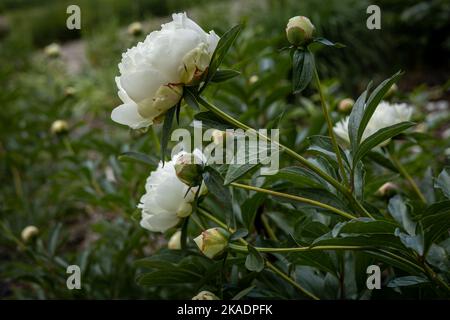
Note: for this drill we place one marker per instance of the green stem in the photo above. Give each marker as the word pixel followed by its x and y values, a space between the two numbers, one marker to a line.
pixel 269 230
pixel 296 198
pixel 296 249
pixel 268 264
pixel 408 177
pixel 290 152
pixel 291 281
pixel 326 113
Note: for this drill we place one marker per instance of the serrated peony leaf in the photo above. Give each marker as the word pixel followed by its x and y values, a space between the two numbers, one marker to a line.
pixel 224 75
pixel 378 137
pixel 254 261
pixel 303 69
pixel 373 101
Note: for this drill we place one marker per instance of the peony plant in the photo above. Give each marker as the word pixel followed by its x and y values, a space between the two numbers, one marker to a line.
pixel 255 238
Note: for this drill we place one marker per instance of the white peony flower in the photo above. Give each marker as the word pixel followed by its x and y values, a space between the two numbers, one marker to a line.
pixel 152 73
pixel 167 199
pixel 385 115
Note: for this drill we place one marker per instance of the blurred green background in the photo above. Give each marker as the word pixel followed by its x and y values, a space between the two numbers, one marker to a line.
pixel 73 187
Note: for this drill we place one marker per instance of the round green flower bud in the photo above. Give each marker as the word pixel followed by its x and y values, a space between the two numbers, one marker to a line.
pixel 59 127
pixel 346 105
pixel 213 242
pixel 29 232
pixel 189 170
pixel 299 30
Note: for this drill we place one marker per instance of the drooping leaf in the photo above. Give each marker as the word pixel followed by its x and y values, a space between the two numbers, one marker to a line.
pixel 399 211
pixel 374 99
pixel 378 137
pixel 303 69
pixel 443 182
pixel 329 43
pixel 222 48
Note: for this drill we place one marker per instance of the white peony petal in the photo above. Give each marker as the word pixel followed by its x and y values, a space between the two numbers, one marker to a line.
pixel 160 222
pixel 127 114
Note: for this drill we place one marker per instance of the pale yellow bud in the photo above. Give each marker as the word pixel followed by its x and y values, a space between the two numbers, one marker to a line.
pixel 299 30
pixel 213 242
pixel 175 241
pixel 52 50
pixel 59 127
pixel 29 232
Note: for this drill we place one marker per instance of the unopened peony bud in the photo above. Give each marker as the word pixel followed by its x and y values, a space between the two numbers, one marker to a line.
pixel 189 169
pixel 345 105
pixel 213 242
pixel 175 241
pixel 59 127
pixel 53 50
pixel 135 29
pixel 29 232
pixel 387 190
pixel 392 90
pixel 253 79
pixel 299 30
pixel 205 295
pixel 69 91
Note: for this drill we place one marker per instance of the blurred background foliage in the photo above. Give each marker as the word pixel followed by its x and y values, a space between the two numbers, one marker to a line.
pixel 82 198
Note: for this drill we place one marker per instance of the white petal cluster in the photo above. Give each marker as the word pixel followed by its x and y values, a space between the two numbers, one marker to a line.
pixel 385 115
pixel 152 73
pixel 167 199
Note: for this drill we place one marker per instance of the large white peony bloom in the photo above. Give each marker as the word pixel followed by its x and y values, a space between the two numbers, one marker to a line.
pixel 152 73
pixel 167 199
pixel 385 115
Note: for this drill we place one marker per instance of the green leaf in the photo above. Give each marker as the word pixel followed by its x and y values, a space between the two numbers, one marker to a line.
pixel 399 211
pixel 210 120
pixel 378 137
pixel 373 101
pixel 224 75
pixel 137 157
pixel 329 43
pixel 252 155
pixel 239 233
pixel 222 48
pixel 303 69
pixel 443 182
pixel 254 260
pixel 324 146
pixel 243 293
pixel 249 209
pixel 407 281
pixel 215 184
pixel 165 135
pixel 190 97
pixel 355 119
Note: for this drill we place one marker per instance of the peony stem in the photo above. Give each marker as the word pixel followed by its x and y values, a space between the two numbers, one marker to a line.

^^^^

Required action: Only the records themselves, retyped exactly, belong in the answer; please leave all images behind.

Solution to this exercise:
Note: for this drill we place one marker per instance of the green stem in the photo above. Give each marker as the word pixel followed by its x and y values, a space between the two numbers, one marker to a line.
pixel 269 230
pixel 296 198
pixel 296 249
pixel 268 264
pixel 408 177
pixel 290 152
pixel 291 281
pixel 326 113
Note: for this drill we place one marker per instance of the serrated peony leaf in the photo above. Give each marker as the word pixel followed by its x and y values, a space between the two numbers, one marker to a line.
pixel 224 75
pixel 378 137
pixel 254 261
pixel 303 69
pixel 373 101
Note: for this drill we place one marker per instance of the peony plant in the photo above. Give each marker as the word pixel followed by its x and y values, a space between the two numbers, one marker to a line.
pixel 255 238
Note: for this drill we place one marker per instance of the white peony flower in the photo above. Give each marker as the word pixel followed by its x and y values, a space between the two numbers, one marker to a line.
pixel 152 73
pixel 167 199
pixel 385 115
Note: for this drill we place one marker per instance of the blurred green background in the photo above. Give each marker as the word pixel followed by its x and y values, a space between the two numbers, one marker to a line.
pixel 73 187
Note: for this drill we place one marker per instance of the round green flower bud in the photo above. Give each marker as the word pixel followed by its x and y values, a space between the two numbers, one marker to a line.
pixel 59 127
pixel 346 105
pixel 213 242
pixel 29 232
pixel 189 170
pixel 299 30
Note: for this drill we place one marker per instance of the drooping leaf in the photo above. Give each marker as the word pixel followed by its x and y values, a space between the two numbers, one marker to a line.
pixel 399 211
pixel 374 99
pixel 378 137
pixel 303 69
pixel 443 182
pixel 329 43
pixel 222 48
Note: for this drill we place one marker per instance of the white peony petal in the photo above. Give each marker as the word pixel followed by its x and y values, a space between the two numbers, one marker to a line.
pixel 160 222
pixel 127 114
Note: for this drill we place one marker per instance of the pale yellow bud in the photo above. Give each marker as the word pixel followed by its x and y values, a space between the two numbers, one marker to a line.
pixel 299 30
pixel 213 242
pixel 175 241
pixel 52 50
pixel 59 127
pixel 29 232
Note: for this drill we place one marker per instance of the unopened peony bud in the photo above. Give each marker as the word pixel followed by its x and y values, a space between the two numbers, one marker to a line.
pixel 189 169
pixel 345 105
pixel 213 242
pixel 175 241
pixel 59 127
pixel 53 50
pixel 135 29
pixel 29 232
pixel 387 190
pixel 392 90
pixel 253 79
pixel 299 30
pixel 205 295
pixel 69 91
Note: for this drill we place one marker per instance of the blurred background foliage in the photo above. Give each marker as the word pixel followed by its x and y values, a space between the two numbers, one marker to a line.
pixel 82 198
Note: for this drill we place one marker per instance of the white petal cluster in the photo above. Give each marker as the word pixel followed by its x and y values, a space between the two numbers, one marker to a line.
pixel 385 115
pixel 152 73
pixel 167 199
Note: for this drill we place one marker per instance of the large white peony bloom in the photo above. Give each marker as the word pixel followed by its x and y values, a space between the two numbers, one marker to a line.
pixel 152 73
pixel 167 199
pixel 385 115
Note: for this drill we place one marker per instance of the green leaf in the photo above. Give each marker as the word pixel followed by its x and y values, a space between the two numbers, one marker to a line.
pixel 399 211
pixel 210 120
pixel 378 137
pixel 373 101
pixel 224 75
pixel 137 157
pixel 329 43
pixel 252 155
pixel 239 233
pixel 222 48
pixel 303 69
pixel 443 182
pixel 254 260
pixel 324 146
pixel 243 293
pixel 249 209
pixel 407 281
pixel 215 184
pixel 165 135
pixel 190 97
pixel 355 119
Note: for this drill we place one marker per instance of the peony stem in the photo above. Give each marker as the word pixel followed by its x and y values, a space between the two numbers, one marker to a line.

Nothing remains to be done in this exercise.